REQUEST
Repeat every entry word for word, skipping the pictures.

SUPPLIED MATERIAL
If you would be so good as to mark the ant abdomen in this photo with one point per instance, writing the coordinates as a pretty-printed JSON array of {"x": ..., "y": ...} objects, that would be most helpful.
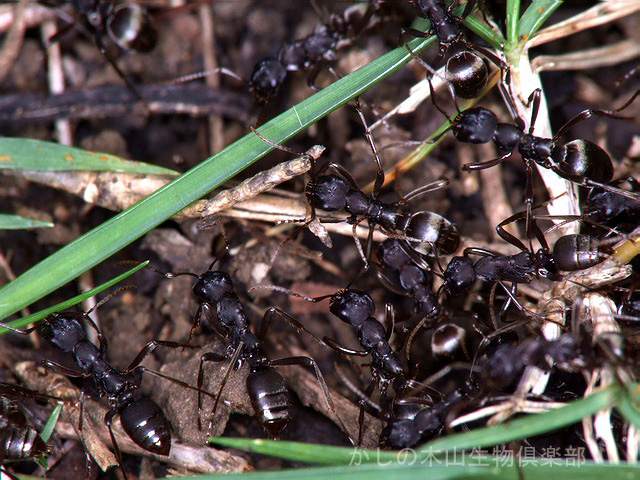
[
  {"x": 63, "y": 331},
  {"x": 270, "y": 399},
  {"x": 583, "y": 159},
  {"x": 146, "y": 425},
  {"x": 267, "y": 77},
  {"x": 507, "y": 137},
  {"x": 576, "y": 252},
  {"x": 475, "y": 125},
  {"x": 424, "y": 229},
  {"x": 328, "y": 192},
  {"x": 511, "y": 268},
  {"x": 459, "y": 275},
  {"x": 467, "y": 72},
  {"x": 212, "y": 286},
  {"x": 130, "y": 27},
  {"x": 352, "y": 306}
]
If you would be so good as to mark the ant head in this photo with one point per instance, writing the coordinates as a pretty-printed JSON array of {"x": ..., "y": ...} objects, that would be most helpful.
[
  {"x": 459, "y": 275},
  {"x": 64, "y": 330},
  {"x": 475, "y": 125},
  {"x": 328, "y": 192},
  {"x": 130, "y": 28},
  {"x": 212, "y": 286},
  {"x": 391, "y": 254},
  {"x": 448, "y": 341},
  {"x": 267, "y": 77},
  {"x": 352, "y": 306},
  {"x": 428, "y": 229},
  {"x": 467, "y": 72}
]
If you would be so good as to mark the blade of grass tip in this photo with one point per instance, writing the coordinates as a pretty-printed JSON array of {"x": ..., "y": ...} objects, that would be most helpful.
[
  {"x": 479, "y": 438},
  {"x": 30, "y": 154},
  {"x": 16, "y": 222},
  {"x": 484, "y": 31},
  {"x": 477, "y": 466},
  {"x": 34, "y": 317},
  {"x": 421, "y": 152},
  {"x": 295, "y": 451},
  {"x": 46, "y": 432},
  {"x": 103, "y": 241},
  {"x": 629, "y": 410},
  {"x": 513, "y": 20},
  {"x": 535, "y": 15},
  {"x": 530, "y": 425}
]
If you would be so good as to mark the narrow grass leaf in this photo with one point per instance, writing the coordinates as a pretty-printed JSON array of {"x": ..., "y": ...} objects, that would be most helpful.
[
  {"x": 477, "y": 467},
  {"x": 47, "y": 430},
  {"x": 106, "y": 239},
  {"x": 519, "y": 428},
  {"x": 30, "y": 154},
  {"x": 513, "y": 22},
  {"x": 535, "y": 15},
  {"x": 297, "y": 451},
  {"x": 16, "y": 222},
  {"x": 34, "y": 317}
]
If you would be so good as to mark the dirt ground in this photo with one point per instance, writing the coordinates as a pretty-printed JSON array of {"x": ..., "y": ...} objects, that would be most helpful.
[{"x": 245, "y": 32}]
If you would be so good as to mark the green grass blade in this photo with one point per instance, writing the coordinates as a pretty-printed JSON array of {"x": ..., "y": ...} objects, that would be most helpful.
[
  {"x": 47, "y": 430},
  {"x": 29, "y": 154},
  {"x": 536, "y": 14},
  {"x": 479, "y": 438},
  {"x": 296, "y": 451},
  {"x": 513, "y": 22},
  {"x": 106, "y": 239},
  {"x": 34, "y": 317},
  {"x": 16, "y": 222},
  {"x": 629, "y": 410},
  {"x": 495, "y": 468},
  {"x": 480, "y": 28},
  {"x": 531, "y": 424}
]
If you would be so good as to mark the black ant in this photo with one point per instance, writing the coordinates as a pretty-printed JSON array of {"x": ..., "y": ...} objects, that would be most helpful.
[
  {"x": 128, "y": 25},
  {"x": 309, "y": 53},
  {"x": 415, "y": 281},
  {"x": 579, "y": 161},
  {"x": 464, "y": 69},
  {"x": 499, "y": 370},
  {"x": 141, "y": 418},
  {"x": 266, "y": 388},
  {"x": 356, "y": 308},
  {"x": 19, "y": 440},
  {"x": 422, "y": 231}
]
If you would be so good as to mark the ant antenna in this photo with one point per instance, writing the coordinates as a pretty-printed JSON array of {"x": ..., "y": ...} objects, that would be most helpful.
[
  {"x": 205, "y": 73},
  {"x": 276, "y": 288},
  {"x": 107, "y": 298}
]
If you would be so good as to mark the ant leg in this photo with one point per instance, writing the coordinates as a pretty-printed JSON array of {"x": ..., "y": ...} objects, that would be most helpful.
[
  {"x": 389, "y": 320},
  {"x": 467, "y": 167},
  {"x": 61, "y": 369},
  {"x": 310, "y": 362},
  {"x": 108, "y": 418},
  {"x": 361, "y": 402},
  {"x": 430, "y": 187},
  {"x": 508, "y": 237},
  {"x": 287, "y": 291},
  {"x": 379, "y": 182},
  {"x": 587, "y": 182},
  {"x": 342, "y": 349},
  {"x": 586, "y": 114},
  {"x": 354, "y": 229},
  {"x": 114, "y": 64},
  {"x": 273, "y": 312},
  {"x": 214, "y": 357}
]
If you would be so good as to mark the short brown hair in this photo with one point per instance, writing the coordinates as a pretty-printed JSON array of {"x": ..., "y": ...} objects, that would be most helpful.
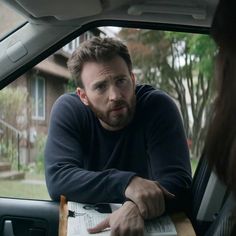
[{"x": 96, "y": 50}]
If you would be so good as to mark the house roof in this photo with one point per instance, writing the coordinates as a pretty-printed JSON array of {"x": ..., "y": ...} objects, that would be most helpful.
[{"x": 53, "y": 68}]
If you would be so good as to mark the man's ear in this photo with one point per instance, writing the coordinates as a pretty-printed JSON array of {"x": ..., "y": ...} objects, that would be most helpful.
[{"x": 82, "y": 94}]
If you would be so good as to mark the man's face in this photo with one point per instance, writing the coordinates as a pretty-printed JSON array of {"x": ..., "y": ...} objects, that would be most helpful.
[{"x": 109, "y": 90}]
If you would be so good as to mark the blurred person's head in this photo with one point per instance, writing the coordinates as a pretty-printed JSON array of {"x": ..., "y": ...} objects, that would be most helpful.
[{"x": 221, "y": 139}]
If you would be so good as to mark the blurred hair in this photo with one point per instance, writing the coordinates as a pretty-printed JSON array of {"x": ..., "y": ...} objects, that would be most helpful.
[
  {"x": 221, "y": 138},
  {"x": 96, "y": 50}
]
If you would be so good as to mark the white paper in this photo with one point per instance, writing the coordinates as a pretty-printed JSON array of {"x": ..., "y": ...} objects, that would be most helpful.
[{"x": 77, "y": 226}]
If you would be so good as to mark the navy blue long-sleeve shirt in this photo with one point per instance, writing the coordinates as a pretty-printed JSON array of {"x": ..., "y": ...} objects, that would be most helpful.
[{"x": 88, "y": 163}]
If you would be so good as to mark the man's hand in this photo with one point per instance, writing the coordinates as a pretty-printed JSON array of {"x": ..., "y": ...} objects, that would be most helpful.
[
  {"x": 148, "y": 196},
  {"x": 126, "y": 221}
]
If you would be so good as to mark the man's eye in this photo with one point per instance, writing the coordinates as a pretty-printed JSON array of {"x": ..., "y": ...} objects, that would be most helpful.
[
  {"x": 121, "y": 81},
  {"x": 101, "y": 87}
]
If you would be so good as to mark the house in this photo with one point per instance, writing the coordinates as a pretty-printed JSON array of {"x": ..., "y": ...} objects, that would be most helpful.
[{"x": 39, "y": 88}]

OUTPUT FOR THIS EXERCISE
If you would be so good as to mark the ant abdomen in this photo with one point per instance, writing the coordinates as a pretty-printed JSON array of {"x": ..., "y": ...} objects, that would be most helpful.
[
  {"x": 63, "y": 331},
  {"x": 270, "y": 399},
  {"x": 583, "y": 159},
  {"x": 146, "y": 425},
  {"x": 267, "y": 77},
  {"x": 507, "y": 137},
  {"x": 576, "y": 252},
  {"x": 475, "y": 125},
  {"x": 424, "y": 229},
  {"x": 328, "y": 192},
  {"x": 511, "y": 268},
  {"x": 459, "y": 275},
  {"x": 467, "y": 72},
  {"x": 212, "y": 286},
  {"x": 130, "y": 27},
  {"x": 352, "y": 306}
]
If you would be so good as to mark the ant head in this photo with one point per instance, writing the coordinates as a pretty-printed JSON array of {"x": ..., "y": ...} objects, that would be most helpful.
[
  {"x": 459, "y": 275},
  {"x": 64, "y": 330},
  {"x": 475, "y": 125},
  {"x": 328, "y": 192},
  {"x": 130, "y": 28},
  {"x": 212, "y": 286},
  {"x": 391, "y": 254},
  {"x": 448, "y": 341},
  {"x": 267, "y": 77},
  {"x": 352, "y": 306},
  {"x": 428, "y": 229},
  {"x": 467, "y": 72}
]
If you would be so good as to mark the blade of grass tip in this photo with one point per instance, writing the coordinates as a pretty-printed JSON array of {"x": ..., "y": ...} objects, that would be most helpful.
[
  {"x": 479, "y": 438},
  {"x": 30, "y": 154},
  {"x": 16, "y": 222},
  {"x": 484, "y": 31},
  {"x": 477, "y": 466},
  {"x": 34, "y": 317},
  {"x": 421, "y": 152},
  {"x": 295, "y": 451},
  {"x": 46, "y": 432},
  {"x": 103, "y": 241},
  {"x": 629, "y": 410},
  {"x": 513, "y": 20},
  {"x": 535, "y": 15},
  {"x": 530, "y": 425}
]
If you would be so good as to mark the narrow grass leaf in this photo with one point per instance, writing the coordinates as a pretty-printed JSON array of {"x": ..., "y": ...} objects, that would be most helpful.
[
  {"x": 477, "y": 467},
  {"x": 47, "y": 430},
  {"x": 106, "y": 239},
  {"x": 519, "y": 428},
  {"x": 30, "y": 154},
  {"x": 513, "y": 22},
  {"x": 535, "y": 15},
  {"x": 297, "y": 451},
  {"x": 16, "y": 222},
  {"x": 34, "y": 317}
]
If you would be so good as to mark the dirt ground in this photo with one point per instance, writing the coordinates as a pretty-printed JSON array of {"x": ..., "y": ...} objects, that would be most helpful.
[{"x": 245, "y": 32}]
If you would be so good as to mark the green grass blade in this photo with one point per instance, writing the coordinates as a pretty-printed JSON array of {"x": ..., "y": ...} objects, that would be most helpful.
[
  {"x": 47, "y": 430},
  {"x": 29, "y": 154},
  {"x": 536, "y": 14},
  {"x": 479, "y": 438},
  {"x": 296, "y": 451},
  {"x": 513, "y": 22},
  {"x": 106, "y": 239},
  {"x": 34, "y": 317},
  {"x": 16, "y": 222},
  {"x": 629, "y": 410},
  {"x": 495, "y": 468},
  {"x": 480, "y": 28},
  {"x": 531, "y": 424}
]
If you would be so good as to mark the black ant in this photo with one point per instance, writing the coordinates as a pretty-printed JSON array of {"x": ..., "y": ...} objects, that would be most helpful.
[
  {"x": 128, "y": 25},
  {"x": 309, "y": 53},
  {"x": 415, "y": 281},
  {"x": 579, "y": 161},
  {"x": 464, "y": 69},
  {"x": 499, "y": 370},
  {"x": 141, "y": 418},
  {"x": 266, "y": 388},
  {"x": 356, "y": 308},
  {"x": 19, "y": 440},
  {"x": 422, "y": 231}
]
If you would be so good as to mark the ant antenna in this photo with one point per instance, writing the coordinates as a pretty-printed JSON array of {"x": ..., "y": ...} objects, that would be most helpful.
[
  {"x": 205, "y": 73},
  {"x": 276, "y": 288},
  {"x": 107, "y": 298}
]
If you would be so good as to mark the ant leg in this photo with one point per instance, writing the coordinates as a pretty-printed JSON array of {"x": ..., "y": ...} objects, that would be most helpful.
[
  {"x": 389, "y": 320},
  {"x": 467, "y": 167},
  {"x": 61, "y": 369},
  {"x": 310, "y": 362},
  {"x": 108, "y": 418},
  {"x": 361, "y": 402},
  {"x": 430, "y": 187},
  {"x": 508, "y": 237},
  {"x": 287, "y": 291},
  {"x": 379, "y": 182},
  {"x": 587, "y": 182},
  {"x": 342, "y": 349},
  {"x": 586, "y": 114},
  {"x": 354, "y": 229},
  {"x": 114, "y": 64},
  {"x": 273, "y": 312},
  {"x": 214, "y": 357}
]
If you would be so good as to mark the short brown hair in this photo with one point per instance, writing the coordinates as a pretty-printed JSON array of {"x": ..., "y": ...} objects, that would be most helpful.
[{"x": 96, "y": 50}]
If you would be so good as to mark the house roof in this photo with one point per instance, writing the coordinates as a pretty-printed JSON array of {"x": ..., "y": ...} objects, that would be most helpful.
[{"x": 53, "y": 68}]
If you would be so good as to mark the man's ear in this photo with one point per instance, writing the coordinates as a pretty-printed JSON array of {"x": ..., "y": ...} objects, that would be most helpful.
[{"x": 82, "y": 94}]
If you would be so good as to mark the man's face in this photo with one point per instance, writing the coordinates as a pretty-printed JSON array of {"x": ..., "y": ...} objects, that would be most helpful.
[{"x": 109, "y": 90}]
If you would be so good as to mark the blurred person's head in this photo with one point per instance, writing the coordinates as a pretty-printed JSON array of {"x": ..., "y": ...} objects, that would be most helpful.
[{"x": 221, "y": 139}]
If you would be so good as to mark the blurred hair in this photo with one point per instance, writing the coordinates as a pretty-printed JSON array of {"x": ..., "y": ...} objects, that would be most helpful.
[
  {"x": 221, "y": 138},
  {"x": 96, "y": 50}
]
If you would be so good as to mark the white paper in this photo with one point per instance, writing the coordinates as a pretty-printed JSON array of {"x": ..., "y": ...} objects, that would be most helpful.
[{"x": 77, "y": 226}]
If you would be so good as to mark the navy blue long-sleeve shirt in this photo with one point per instance, writing the coordinates as a pretty-printed JSON array of {"x": ..., "y": ...} objects, that would be most helpful.
[{"x": 88, "y": 163}]
If you would be so good as to mark the man's hand in this photo with one point per instance, writing the coordinates as a pretty-printed JSON array of {"x": ..., "y": ...} objects, that would be most helpful.
[
  {"x": 148, "y": 196},
  {"x": 126, "y": 221}
]
If you would be so good as to mark the man's eye in this photo with one point per instance, writing the coordinates as a pretty-printed JSON array of {"x": ..., "y": ...} objects, that would be most helpful.
[
  {"x": 121, "y": 81},
  {"x": 101, "y": 87}
]
If you would be so good as to mark the house in this photo with one point per instance, writing the coordinates as a pretty-printed JSON array of {"x": ..., "y": ...} objects, that would be most helpful.
[{"x": 39, "y": 88}]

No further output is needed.